PROBLEM →
Pull out every line in the records below that contains the word "waterfall", matching case exactly, and copy each one in full.

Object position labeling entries
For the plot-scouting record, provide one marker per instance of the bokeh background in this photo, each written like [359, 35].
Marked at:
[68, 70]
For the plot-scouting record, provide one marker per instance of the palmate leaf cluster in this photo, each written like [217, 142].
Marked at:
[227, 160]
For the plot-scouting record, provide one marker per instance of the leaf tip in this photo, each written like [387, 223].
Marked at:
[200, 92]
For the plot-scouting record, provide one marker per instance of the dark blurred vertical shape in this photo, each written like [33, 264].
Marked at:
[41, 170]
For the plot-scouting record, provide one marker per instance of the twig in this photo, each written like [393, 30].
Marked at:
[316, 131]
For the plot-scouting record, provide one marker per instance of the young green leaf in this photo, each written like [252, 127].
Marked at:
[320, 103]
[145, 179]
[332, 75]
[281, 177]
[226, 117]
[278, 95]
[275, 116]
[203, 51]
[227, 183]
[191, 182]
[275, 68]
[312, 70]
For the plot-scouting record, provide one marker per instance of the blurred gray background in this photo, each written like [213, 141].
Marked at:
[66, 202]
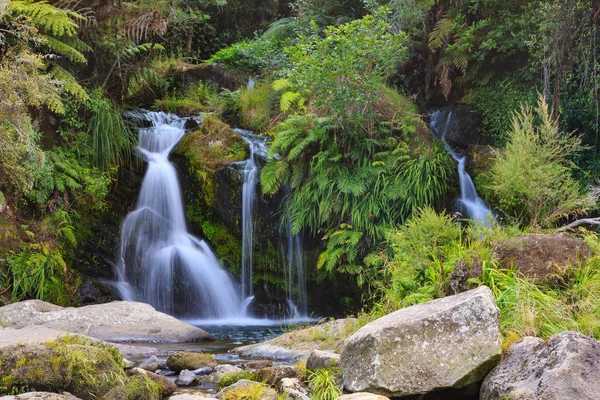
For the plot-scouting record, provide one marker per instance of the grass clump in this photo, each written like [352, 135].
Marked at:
[532, 179]
[325, 384]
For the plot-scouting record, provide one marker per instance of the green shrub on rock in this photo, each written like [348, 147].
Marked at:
[81, 366]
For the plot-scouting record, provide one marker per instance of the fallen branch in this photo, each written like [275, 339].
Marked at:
[580, 222]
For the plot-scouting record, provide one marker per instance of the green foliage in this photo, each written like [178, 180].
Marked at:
[425, 250]
[38, 272]
[325, 384]
[111, 138]
[531, 180]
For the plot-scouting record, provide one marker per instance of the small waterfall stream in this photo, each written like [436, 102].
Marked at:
[250, 175]
[293, 273]
[475, 207]
[160, 263]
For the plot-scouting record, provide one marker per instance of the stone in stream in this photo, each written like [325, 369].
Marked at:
[319, 359]
[117, 321]
[150, 364]
[297, 345]
[41, 396]
[190, 360]
[567, 366]
[203, 371]
[242, 388]
[137, 387]
[168, 387]
[362, 396]
[222, 370]
[446, 343]
[260, 364]
[186, 378]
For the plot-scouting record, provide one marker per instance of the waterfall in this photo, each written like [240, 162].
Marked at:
[474, 206]
[160, 263]
[250, 175]
[294, 273]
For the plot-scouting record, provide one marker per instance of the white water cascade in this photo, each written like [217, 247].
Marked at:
[160, 263]
[293, 274]
[250, 174]
[475, 207]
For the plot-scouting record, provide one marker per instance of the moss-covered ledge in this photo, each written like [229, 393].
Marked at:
[212, 188]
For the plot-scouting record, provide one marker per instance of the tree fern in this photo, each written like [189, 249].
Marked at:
[441, 32]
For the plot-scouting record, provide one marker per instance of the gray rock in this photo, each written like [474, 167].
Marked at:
[297, 345]
[241, 388]
[223, 369]
[41, 396]
[445, 343]
[191, 360]
[260, 364]
[567, 366]
[185, 378]
[119, 321]
[294, 389]
[362, 396]
[462, 129]
[319, 359]
[203, 371]
[150, 364]
[168, 387]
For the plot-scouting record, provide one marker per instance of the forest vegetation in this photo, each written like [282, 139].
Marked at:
[342, 89]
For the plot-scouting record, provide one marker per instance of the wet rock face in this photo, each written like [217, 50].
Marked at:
[116, 321]
[540, 256]
[462, 129]
[567, 366]
[190, 360]
[446, 343]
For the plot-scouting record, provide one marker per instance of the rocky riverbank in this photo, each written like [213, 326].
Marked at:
[446, 348]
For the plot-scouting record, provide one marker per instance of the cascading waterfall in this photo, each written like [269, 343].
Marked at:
[475, 207]
[160, 263]
[250, 175]
[294, 273]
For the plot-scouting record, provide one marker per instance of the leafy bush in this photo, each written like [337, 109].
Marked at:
[531, 180]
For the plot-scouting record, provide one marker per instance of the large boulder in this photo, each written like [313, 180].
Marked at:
[540, 256]
[445, 343]
[567, 366]
[83, 367]
[117, 321]
[190, 360]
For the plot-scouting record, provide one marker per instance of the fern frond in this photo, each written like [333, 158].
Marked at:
[441, 32]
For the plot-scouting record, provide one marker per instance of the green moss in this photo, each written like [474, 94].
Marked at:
[79, 365]
[255, 107]
[138, 387]
[231, 378]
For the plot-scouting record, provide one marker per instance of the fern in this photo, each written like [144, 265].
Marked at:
[48, 18]
[441, 32]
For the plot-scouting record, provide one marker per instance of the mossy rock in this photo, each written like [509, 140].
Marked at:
[248, 390]
[81, 366]
[138, 387]
[190, 360]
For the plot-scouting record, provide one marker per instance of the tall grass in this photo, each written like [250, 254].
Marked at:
[112, 138]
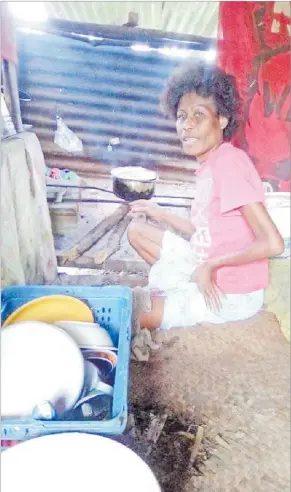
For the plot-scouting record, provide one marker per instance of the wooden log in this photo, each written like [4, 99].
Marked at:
[114, 240]
[93, 236]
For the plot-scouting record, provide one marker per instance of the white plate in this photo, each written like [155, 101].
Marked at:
[40, 362]
[86, 335]
[74, 462]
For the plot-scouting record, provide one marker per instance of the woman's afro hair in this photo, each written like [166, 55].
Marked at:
[206, 81]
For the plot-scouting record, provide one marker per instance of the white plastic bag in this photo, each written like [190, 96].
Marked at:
[66, 138]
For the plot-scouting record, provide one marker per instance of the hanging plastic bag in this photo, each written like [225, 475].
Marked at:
[66, 138]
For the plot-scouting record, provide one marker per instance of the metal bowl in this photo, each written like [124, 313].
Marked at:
[133, 183]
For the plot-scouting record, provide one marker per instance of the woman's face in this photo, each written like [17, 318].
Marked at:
[199, 127]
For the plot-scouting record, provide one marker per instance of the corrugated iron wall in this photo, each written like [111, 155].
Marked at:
[100, 92]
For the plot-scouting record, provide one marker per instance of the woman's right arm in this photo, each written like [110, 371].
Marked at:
[161, 214]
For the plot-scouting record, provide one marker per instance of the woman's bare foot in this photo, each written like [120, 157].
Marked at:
[153, 319]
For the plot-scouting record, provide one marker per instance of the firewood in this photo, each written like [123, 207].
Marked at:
[93, 236]
[114, 240]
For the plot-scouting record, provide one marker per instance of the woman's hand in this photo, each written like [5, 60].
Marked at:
[150, 209]
[203, 277]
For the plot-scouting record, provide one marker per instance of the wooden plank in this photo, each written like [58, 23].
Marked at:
[95, 234]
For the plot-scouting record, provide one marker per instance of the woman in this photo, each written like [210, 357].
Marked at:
[221, 272]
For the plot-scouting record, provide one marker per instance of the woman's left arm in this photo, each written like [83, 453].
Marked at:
[267, 241]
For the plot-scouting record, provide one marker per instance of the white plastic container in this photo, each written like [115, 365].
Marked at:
[278, 206]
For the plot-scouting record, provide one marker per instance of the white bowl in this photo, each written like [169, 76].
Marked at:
[86, 335]
[74, 462]
[39, 362]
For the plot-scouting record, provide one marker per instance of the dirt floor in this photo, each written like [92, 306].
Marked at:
[231, 382]
[210, 410]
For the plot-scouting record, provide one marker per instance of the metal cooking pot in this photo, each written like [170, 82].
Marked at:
[133, 183]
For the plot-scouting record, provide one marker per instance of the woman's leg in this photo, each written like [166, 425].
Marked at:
[152, 320]
[146, 240]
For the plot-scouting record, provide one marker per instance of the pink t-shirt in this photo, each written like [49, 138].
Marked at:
[227, 181]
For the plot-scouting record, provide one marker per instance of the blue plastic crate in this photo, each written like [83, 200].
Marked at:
[112, 309]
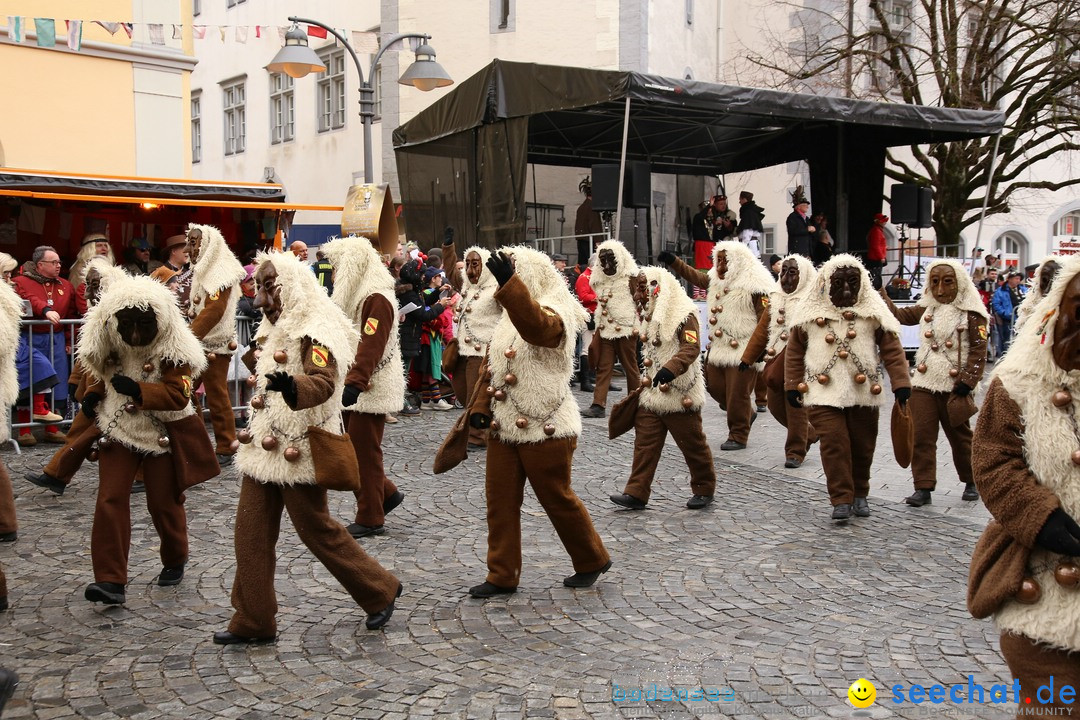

RESULT FOR THIS TASK →
For the plot-scouting record, provide one marker per instance of the small waterfall stream in this photo, each written like [436, 102].
For the plot-scouting record, provide one marker per instance of the waterfall in this photo, each written like [240, 162].
For the plot-scouting record, provide one marker per instance of the cascading waterfall in this photo, each written like [269, 343].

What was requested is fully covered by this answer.